RELEVÉ ▸
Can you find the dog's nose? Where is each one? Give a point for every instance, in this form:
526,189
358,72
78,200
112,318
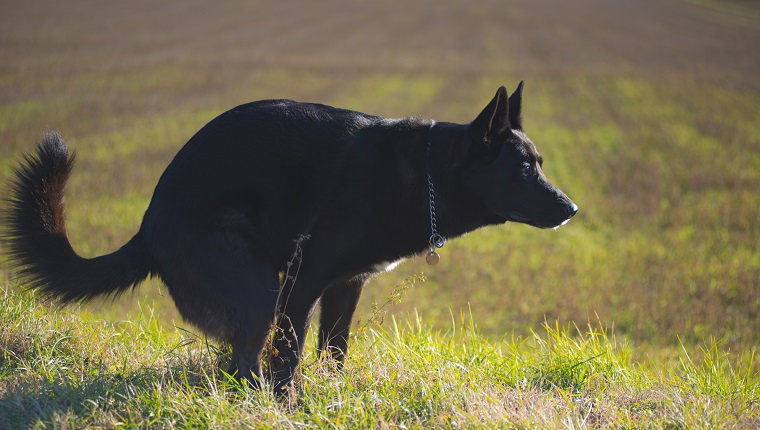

ÉNONCÉ DE L'EXERCICE ▸
Recopiez telles quelles toutes les lignes ci-dessus, sans reproduire les images.

SOLUTION DU PROBLÈME ▸
Can you find the dog's nose? Where is each one? Give a point for every instance, in this form:
526,189
358,72
78,200
112,318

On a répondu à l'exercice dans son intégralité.